EXERCISE GOAL: Starting with the line that contains "Where can you see the window", return every line through the end of the listing below exactly as written. Omit the pictures.

DATA TO USE:
* Start *

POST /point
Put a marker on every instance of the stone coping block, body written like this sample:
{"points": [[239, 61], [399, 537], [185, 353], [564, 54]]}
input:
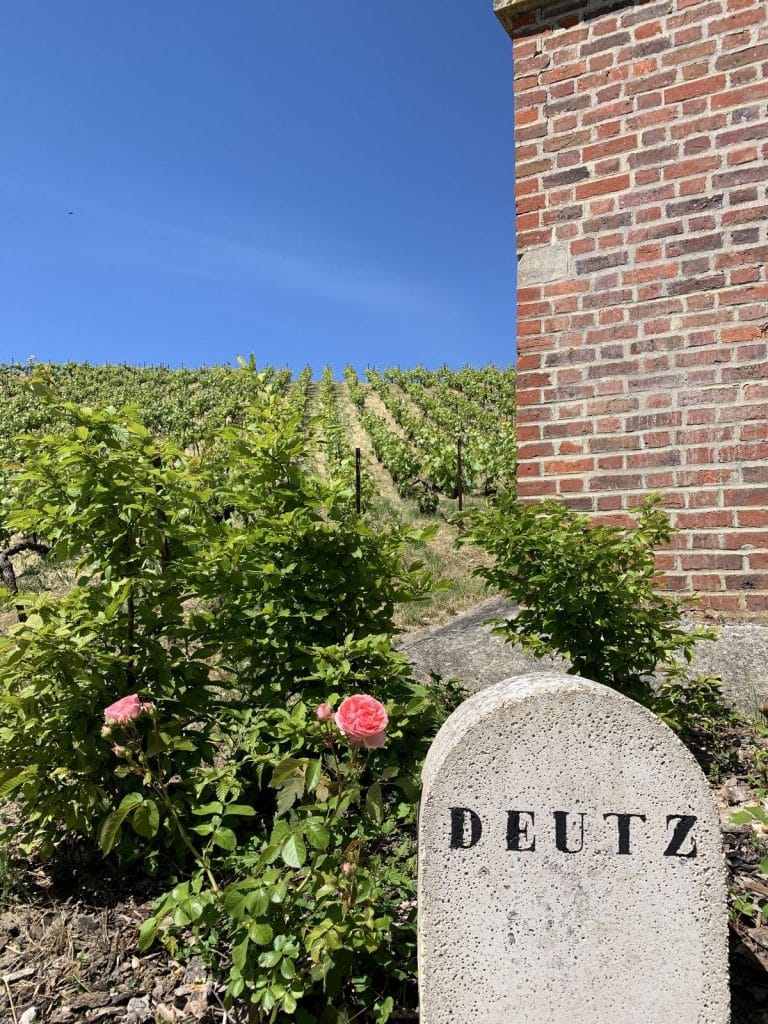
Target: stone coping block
{"points": [[570, 864]]}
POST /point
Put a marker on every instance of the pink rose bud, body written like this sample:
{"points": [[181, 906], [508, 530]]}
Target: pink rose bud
{"points": [[324, 713], [363, 720], [125, 711]]}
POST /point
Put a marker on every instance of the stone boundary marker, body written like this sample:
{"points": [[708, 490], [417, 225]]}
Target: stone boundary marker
{"points": [[570, 865]]}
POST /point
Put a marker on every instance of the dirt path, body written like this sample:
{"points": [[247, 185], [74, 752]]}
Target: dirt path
{"points": [[358, 438]]}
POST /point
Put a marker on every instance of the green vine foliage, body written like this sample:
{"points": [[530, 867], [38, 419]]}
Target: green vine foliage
{"points": [[593, 594], [236, 592]]}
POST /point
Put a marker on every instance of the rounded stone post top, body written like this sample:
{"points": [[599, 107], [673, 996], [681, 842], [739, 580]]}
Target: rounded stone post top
{"points": [[570, 864]]}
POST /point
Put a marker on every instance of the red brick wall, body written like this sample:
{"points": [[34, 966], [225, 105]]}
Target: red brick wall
{"points": [[641, 133]]}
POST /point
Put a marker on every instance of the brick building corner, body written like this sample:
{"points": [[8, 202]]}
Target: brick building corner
{"points": [[641, 135]]}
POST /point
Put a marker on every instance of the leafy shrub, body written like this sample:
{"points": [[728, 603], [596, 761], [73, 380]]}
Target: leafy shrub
{"points": [[588, 592], [231, 593]]}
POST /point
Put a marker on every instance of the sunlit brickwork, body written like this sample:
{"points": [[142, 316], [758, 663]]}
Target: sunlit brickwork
{"points": [[641, 132]]}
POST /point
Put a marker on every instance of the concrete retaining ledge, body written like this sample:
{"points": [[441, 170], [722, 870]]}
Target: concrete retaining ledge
{"points": [[465, 649]]}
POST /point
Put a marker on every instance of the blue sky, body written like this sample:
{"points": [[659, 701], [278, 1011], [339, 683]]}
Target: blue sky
{"points": [[314, 182]]}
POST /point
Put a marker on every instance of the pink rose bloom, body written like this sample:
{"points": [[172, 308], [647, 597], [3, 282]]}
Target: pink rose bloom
{"points": [[125, 711], [363, 720], [324, 713]]}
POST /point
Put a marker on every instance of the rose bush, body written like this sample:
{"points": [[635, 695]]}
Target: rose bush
{"points": [[363, 720], [242, 592], [126, 710]]}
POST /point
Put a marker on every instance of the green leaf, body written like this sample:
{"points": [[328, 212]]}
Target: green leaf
{"points": [[260, 933], [289, 779], [313, 772], [110, 829], [241, 810], [374, 805], [146, 933], [213, 808], [240, 952], [270, 958], [316, 834], [226, 839], [294, 851], [145, 819]]}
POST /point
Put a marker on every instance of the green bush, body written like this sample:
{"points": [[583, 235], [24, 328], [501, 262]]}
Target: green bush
{"points": [[233, 592], [591, 593]]}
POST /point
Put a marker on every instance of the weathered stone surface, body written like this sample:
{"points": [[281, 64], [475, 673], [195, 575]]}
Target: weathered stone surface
{"points": [[466, 649], [523, 915], [548, 263]]}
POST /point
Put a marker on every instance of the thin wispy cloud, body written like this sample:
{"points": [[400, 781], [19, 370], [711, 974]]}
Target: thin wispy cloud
{"points": [[326, 276]]}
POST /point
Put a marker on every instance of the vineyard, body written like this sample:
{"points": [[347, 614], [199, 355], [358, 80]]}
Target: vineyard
{"points": [[410, 445]]}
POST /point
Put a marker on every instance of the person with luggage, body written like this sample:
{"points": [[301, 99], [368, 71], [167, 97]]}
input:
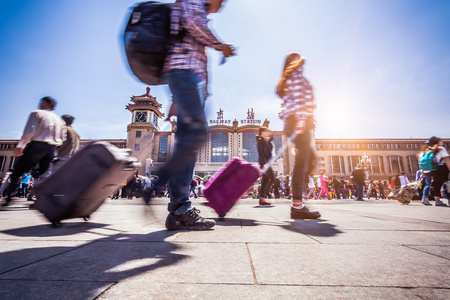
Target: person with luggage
{"points": [[276, 187], [436, 174], [186, 73], [311, 188], [43, 133], [25, 183], [193, 187], [287, 187], [337, 186], [265, 147], [323, 186], [358, 181], [403, 179], [5, 181], [298, 107]]}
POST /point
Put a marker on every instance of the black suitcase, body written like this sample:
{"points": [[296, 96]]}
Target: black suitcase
{"points": [[81, 185]]}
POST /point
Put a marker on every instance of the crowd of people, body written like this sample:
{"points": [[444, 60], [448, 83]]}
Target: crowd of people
{"points": [[334, 187], [185, 71]]}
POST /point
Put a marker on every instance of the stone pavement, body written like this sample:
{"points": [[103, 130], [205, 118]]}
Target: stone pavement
{"points": [[357, 250]]}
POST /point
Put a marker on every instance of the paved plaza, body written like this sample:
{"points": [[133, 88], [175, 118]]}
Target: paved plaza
{"points": [[377, 249]]}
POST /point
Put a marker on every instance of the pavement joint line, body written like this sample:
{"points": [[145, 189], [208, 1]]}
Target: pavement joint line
{"points": [[57, 280], [255, 279], [105, 290], [51, 256], [423, 251], [304, 285]]}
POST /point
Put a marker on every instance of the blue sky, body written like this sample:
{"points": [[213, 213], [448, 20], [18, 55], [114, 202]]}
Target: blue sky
{"points": [[379, 68]]}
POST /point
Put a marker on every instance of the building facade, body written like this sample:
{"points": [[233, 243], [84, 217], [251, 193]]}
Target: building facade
{"points": [[237, 138]]}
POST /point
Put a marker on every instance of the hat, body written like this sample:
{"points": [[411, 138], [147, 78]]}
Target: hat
{"points": [[433, 140]]}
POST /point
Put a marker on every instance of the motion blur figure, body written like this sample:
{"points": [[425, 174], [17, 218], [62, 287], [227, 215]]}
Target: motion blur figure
{"points": [[186, 71], [43, 132], [297, 113]]}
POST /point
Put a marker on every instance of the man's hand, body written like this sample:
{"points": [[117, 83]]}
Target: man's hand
{"points": [[300, 126], [226, 49], [18, 152]]}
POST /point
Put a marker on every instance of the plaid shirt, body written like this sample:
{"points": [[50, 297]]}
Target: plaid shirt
{"points": [[189, 52], [298, 97]]}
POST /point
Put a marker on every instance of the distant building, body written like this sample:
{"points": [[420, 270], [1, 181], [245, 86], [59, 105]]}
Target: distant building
{"points": [[229, 138]]}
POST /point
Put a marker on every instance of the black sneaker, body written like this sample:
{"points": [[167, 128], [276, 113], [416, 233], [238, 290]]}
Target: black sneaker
{"points": [[304, 213], [147, 195], [190, 220]]}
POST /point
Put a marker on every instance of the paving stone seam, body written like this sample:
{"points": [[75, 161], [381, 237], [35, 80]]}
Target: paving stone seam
{"points": [[301, 285], [252, 267], [59, 280], [423, 251], [49, 257], [105, 290]]}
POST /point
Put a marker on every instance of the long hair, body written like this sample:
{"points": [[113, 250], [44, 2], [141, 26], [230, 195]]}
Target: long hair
{"points": [[293, 62]]}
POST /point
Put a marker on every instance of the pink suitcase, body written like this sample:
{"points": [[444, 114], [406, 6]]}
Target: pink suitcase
{"points": [[229, 184], [232, 182]]}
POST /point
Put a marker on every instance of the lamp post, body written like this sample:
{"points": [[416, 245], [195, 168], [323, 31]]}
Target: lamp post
{"points": [[365, 161]]}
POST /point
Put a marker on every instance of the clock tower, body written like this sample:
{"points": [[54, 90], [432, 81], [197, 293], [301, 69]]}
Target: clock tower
{"points": [[145, 116]]}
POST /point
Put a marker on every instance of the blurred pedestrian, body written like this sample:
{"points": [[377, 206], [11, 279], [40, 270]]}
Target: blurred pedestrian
{"points": [[43, 133], [297, 112], [403, 179], [323, 186], [435, 178], [72, 142], [265, 148], [186, 72], [358, 181]]}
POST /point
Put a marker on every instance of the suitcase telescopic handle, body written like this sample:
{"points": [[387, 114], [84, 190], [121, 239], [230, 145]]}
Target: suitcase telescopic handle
{"points": [[279, 153]]}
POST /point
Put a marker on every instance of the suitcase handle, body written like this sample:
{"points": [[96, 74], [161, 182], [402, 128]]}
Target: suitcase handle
{"points": [[279, 153]]}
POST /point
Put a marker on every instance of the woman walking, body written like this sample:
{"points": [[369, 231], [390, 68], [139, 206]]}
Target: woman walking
{"points": [[265, 148], [435, 176], [297, 112]]}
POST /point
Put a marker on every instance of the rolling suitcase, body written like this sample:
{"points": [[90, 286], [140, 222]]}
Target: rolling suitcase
{"points": [[233, 181], [81, 185]]}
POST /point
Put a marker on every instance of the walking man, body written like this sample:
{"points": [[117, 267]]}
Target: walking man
{"points": [[43, 132], [186, 71]]}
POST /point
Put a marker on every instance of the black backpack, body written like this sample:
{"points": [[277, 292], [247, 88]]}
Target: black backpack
{"points": [[147, 40]]}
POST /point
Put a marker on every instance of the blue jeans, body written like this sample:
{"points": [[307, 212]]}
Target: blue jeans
{"points": [[304, 158], [189, 95]]}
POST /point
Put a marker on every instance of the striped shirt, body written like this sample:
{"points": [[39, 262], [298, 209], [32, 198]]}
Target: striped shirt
{"points": [[298, 98], [189, 53], [43, 126]]}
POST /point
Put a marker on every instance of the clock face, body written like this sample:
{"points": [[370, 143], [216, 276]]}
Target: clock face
{"points": [[141, 116]]}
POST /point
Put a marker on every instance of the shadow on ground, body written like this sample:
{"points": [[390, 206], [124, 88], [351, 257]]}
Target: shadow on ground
{"points": [[97, 264]]}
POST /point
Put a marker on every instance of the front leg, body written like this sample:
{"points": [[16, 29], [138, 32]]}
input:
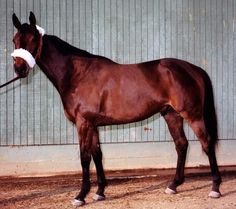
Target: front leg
{"points": [[85, 131]]}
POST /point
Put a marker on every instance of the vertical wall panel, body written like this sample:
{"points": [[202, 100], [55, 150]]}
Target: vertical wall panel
{"points": [[201, 32]]}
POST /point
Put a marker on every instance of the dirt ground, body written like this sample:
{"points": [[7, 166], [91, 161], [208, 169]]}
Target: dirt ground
{"points": [[138, 190]]}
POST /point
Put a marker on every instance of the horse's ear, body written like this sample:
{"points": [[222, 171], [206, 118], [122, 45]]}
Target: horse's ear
{"points": [[16, 21], [32, 19]]}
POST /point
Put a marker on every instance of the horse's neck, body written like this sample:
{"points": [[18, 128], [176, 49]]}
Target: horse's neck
{"points": [[53, 64]]}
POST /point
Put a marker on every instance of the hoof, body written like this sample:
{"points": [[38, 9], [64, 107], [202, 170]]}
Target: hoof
{"points": [[214, 194], [78, 203], [170, 191], [97, 197]]}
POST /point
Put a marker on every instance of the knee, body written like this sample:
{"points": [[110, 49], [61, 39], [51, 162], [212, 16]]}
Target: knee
{"points": [[182, 146]]}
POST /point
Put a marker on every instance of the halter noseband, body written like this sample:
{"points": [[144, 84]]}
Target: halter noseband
{"points": [[26, 55]]}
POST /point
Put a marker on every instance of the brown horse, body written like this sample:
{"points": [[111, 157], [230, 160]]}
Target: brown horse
{"points": [[96, 91]]}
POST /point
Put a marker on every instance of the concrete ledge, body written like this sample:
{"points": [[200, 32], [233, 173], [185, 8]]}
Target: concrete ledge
{"points": [[57, 159]]}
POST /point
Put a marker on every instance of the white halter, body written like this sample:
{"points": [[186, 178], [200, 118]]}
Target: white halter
{"points": [[26, 55]]}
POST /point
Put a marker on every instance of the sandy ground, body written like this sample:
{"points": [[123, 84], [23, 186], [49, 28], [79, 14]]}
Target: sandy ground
{"points": [[139, 192]]}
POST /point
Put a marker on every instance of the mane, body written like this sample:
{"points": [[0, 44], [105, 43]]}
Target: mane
{"points": [[68, 49]]}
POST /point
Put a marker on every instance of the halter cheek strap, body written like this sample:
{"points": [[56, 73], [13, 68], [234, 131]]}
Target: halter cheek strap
{"points": [[26, 55]]}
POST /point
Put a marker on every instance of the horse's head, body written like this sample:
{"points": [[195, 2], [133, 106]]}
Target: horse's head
{"points": [[28, 45]]}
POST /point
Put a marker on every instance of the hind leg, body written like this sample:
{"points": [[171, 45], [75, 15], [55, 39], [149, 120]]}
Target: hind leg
{"points": [[209, 148], [175, 125], [97, 157]]}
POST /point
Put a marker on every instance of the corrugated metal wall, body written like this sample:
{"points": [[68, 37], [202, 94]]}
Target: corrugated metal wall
{"points": [[127, 31]]}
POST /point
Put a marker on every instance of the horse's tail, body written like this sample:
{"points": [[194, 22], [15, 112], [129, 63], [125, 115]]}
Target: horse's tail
{"points": [[209, 113]]}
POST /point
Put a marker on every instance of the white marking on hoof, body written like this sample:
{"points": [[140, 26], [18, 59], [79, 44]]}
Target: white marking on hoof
{"points": [[170, 191], [77, 203], [97, 197], [214, 194]]}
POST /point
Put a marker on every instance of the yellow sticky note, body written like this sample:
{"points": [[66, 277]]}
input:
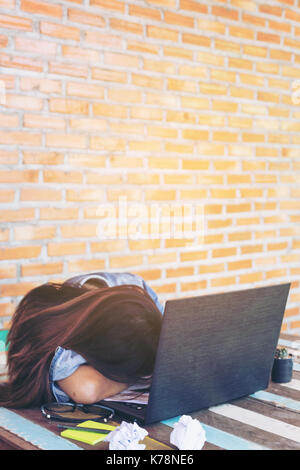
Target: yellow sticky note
{"points": [[88, 437]]}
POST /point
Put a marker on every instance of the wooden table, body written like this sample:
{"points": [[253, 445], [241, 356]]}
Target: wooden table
{"points": [[269, 419]]}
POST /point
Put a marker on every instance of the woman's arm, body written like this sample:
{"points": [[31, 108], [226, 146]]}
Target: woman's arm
{"points": [[87, 385]]}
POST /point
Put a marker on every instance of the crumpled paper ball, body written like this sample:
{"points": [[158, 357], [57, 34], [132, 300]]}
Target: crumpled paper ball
{"points": [[188, 434], [126, 437]]}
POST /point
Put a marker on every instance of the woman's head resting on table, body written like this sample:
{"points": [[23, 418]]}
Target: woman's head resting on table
{"points": [[116, 329]]}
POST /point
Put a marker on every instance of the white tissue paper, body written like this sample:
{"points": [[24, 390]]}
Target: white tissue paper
{"points": [[188, 434], [126, 437]]}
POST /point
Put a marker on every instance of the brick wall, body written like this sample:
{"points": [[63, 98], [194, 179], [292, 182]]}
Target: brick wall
{"points": [[158, 103]]}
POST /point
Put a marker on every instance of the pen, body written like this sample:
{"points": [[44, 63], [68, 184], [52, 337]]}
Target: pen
{"points": [[82, 428]]}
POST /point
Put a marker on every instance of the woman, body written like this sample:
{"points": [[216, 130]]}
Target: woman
{"points": [[84, 340]]}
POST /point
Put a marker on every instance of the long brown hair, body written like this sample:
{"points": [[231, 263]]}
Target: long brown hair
{"points": [[116, 329]]}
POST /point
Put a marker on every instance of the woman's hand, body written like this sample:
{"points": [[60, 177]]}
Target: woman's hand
{"points": [[87, 385]]}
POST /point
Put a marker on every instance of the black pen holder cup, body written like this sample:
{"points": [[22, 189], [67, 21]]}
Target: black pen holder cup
{"points": [[282, 370]]}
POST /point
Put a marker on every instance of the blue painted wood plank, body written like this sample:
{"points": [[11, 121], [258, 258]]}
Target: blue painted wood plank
{"points": [[272, 397], [33, 433]]}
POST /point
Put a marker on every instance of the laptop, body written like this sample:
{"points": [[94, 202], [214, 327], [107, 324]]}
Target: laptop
{"points": [[212, 349]]}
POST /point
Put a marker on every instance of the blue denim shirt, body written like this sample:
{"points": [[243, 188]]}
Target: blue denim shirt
{"points": [[66, 361]]}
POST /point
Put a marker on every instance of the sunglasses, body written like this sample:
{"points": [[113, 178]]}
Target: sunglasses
{"points": [[76, 412]]}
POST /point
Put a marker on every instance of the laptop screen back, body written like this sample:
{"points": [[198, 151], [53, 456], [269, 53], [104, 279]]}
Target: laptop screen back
{"points": [[215, 348]]}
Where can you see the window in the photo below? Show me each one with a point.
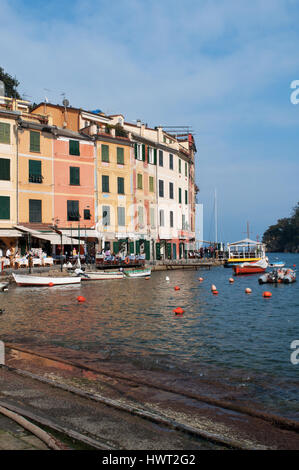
(87, 215)
(74, 175)
(170, 190)
(151, 184)
(151, 155)
(139, 151)
(140, 215)
(34, 141)
(121, 216)
(105, 153)
(4, 207)
(171, 218)
(160, 157)
(35, 171)
(106, 215)
(161, 188)
(73, 210)
(152, 217)
(74, 147)
(35, 210)
(170, 161)
(139, 181)
(120, 156)
(4, 133)
(105, 184)
(5, 169)
(120, 185)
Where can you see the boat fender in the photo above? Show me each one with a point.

* End *

FINAL RESULT:
Where can you see the window in the photo below? Show me each one with a point.
(87, 215)
(74, 175)
(170, 190)
(151, 184)
(151, 155)
(139, 151)
(140, 215)
(34, 141)
(121, 216)
(105, 153)
(4, 207)
(171, 218)
(160, 157)
(35, 171)
(106, 215)
(161, 188)
(73, 210)
(152, 217)
(74, 147)
(35, 210)
(170, 161)
(139, 181)
(120, 156)
(4, 133)
(105, 184)
(5, 169)
(120, 185)
Where can you see the boat fender in the photo above? Show me each one with a point.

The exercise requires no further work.